EXTRACTED DATA ▸

★ ★ ★ ★ ★

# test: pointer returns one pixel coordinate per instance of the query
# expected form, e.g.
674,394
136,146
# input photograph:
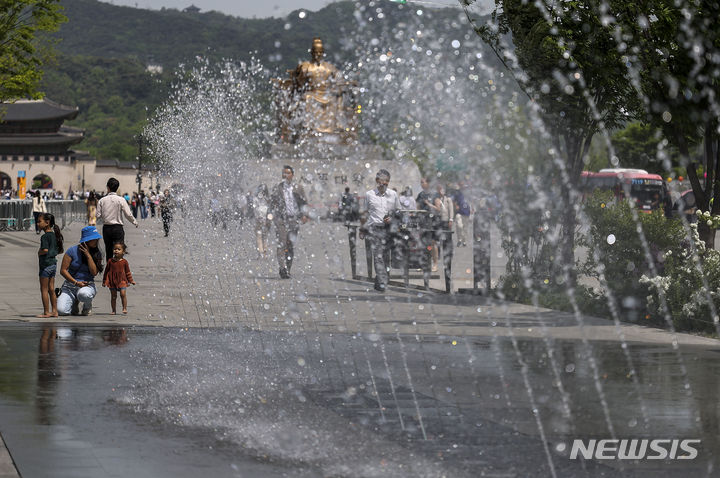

★ ★ ★ ★ ★

THE PROBLEM ▸ Copy every line of the records above word for word, but leave out the picture.

RESPONSE BELOW ▸
# test: pointer returns one pixel coordinate per instance of the query
# expected form, e.g.
674,394
136,146
# input photograph:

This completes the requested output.